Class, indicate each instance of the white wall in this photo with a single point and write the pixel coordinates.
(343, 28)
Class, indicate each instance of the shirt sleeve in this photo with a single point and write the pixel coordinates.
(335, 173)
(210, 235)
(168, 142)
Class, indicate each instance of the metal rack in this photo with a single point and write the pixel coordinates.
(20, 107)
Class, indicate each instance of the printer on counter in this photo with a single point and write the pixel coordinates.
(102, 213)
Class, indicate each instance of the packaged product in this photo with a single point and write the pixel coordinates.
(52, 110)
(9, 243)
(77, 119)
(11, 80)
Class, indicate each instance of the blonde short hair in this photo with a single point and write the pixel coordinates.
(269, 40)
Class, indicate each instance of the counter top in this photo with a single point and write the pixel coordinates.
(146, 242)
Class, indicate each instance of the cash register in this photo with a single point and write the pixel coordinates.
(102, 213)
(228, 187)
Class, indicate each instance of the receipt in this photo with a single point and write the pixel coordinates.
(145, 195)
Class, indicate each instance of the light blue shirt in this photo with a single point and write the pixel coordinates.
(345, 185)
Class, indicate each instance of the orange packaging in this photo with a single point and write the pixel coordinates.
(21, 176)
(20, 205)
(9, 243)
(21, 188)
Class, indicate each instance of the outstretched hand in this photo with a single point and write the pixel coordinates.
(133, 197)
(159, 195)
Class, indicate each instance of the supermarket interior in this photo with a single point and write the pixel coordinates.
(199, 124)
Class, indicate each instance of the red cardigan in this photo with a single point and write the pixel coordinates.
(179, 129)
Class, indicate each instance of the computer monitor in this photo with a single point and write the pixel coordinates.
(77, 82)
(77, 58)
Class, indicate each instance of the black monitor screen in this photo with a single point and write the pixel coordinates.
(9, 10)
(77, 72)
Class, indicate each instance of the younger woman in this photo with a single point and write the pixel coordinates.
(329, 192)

-- -- --

Each line of the listing is to be repeated without alteration.

Class, indicate each instance of the white wall in this photo with a single point and write the pixel coordinates.
(343, 28)
Class, indicate each instance of the shirt sleeve in this photo with a single point and write the pixel coordinates.
(335, 173)
(210, 235)
(168, 142)
Class, indicate each instance of the metal rack in this photo with a single point and write the pixel coordinates.
(20, 107)
Class, indicate each instance of the printer on counter in this photo with a single point and write the pixel coordinates.
(102, 213)
Class, indicate each instance of the packaged product in this photo with a single point and write the pixel coordinates.
(52, 110)
(9, 243)
(77, 119)
(11, 80)
Class, indicate each instance of the blonde short hair in this photo with a single point and write the pixel coordinates.
(269, 40)
Class, indicate each instance of the counter top in this photo with a single point and write the pixel coordinates.
(146, 242)
Class, indicate each instance of the cash register in this photo with a single point and write the pixel coordinates.
(102, 213)
(228, 187)
Class, indicate each instance of the receipt in this photo with a single point and write the pixel coordinates.
(145, 195)
Class, indicate each instance of the light blue shirt in this photo with a single point and write the pixel coordinates.
(345, 185)
Class, indicate each instance of the orange packaging in this photo with a single point and write the pixel coordinates.
(21, 176)
(20, 205)
(9, 243)
(21, 188)
Class, indicate each instance of the outstretched hand in this photo with a single point and write the pixel coordinates.
(133, 197)
(159, 195)
Class, indicate each instance of the supermarket interior in this photo with a single point and write the pixel coordinates.
(199, 124)
Class, indicate each instance of the red cardigan in this photo with a single point and write the pixel coordinates.
(179, 129)
Class, indicate each instance of the computer monitor in this photo with a single point and write the pixel coordinates.
(77, 82)
(77, 58)
Class, indicate each instance of the black monitor screen in this photo with a single point and write the pixel coordinates.
(9, 10)
(77, 72)
Class, indicate each instance of the younger woman in this photo with a single point and write the pixel coordinates.
(329, 192)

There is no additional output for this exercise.